— PROMPT —
Check each statement against the text on school trips below, answering yes or no and quoting the words of the text that decide it. 1. Oakland's Primary carries out its own risk assessments for trips. 2. The adult-to-child ratios depend on the location of the visit. 3. When a less able-bodied pupil attends a trip, the leading teacher visits the site beforehand.

— READING TEXT —
It works in principle, and keeps the group to only five children at a time. However the children do not maintain putting the bibs back within the box after they are finished and they tend to just throw the play bibs down on the ground. This then becomes a tripping hazard and another child or member of staff could get their feet caught up within the bib and fall over, causing an injury.
A box placed outside seems to be over looked by the children, so I would suggest placing a coat hook within the classroom, at their level by the door that they exit and enter to play outside. Then reaffirm that the play bibs must be hung up when not being used and remind the children when they drop the bib to hang it up or no play for them for the rest of the day.
What risk assessments do you need to complete before going of site/ on an outing?
Oakland’s Primary employs an external Risk Assessment company, to carry out the risk assessments on behave of the school. They attend the site of the visit and make an assessment of the risks that may apply and forward the report back to the Head Teacher or Deputy Head Teacher.
The report will be compiled of recommendations based on factors of the trip, and any control measures and contingencies that need to be set in place relating to the risks that could occur.
From the report the school will then set in place the criteria based around the risks, such as:
The age / competence / fitness / usual standard of behaviour of the pupils
Any special educational / medical needs of the pupils
Adult to Child ratios
The competence / experience / qualifications of the adults
Modes of transport, journey routes and location of the visit
The correct attire that may need to be required depended on weather conditions and location of visit.
Any emergency procedures
When there is a less able bodied pupil attending the trip, the leading teacher will take a visit to the site themselves to evaluate the location and the facilities. This is so they can make sure that no child will miss out. They also take a visit to plan activities accordingly and to talk to any personnel that may work within the location of the visit, and to set out a timetable of the activities.
Are the adult: child ratio’s different?
Yes the ratios are different, and these depend on the location of the visit.
What are your roles and responsibilities?
I have done quite a few school trips, some have been to support my son during a school visit and have travelled either via the school mini bus or and in one instance myself and my son travelled by our own means of transport.
When arriving at school we are given the activities schedule and what groups we will be in and the names of the children under our care. We check that all the children have brought everything they need, if not the school does try to provide anything that a child has forgotten or does not own, such a wellingtons, spare clothes etc. We run through the plan before leaving the classroom.

— SOURCE MATERIAL —

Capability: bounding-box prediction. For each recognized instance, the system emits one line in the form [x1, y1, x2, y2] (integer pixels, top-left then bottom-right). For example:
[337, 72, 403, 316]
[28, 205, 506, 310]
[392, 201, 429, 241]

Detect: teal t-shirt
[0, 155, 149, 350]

— YOUR RESPONSE —
1. No: "Oakland’s Primary employs an external Risk Assessment company, to carry out the risk assessments"
2. Yes: "these depend on the location of the visit"
3. Yes: "the leading teacher will take a visit to the site themselves to evaluate the location and the facilities"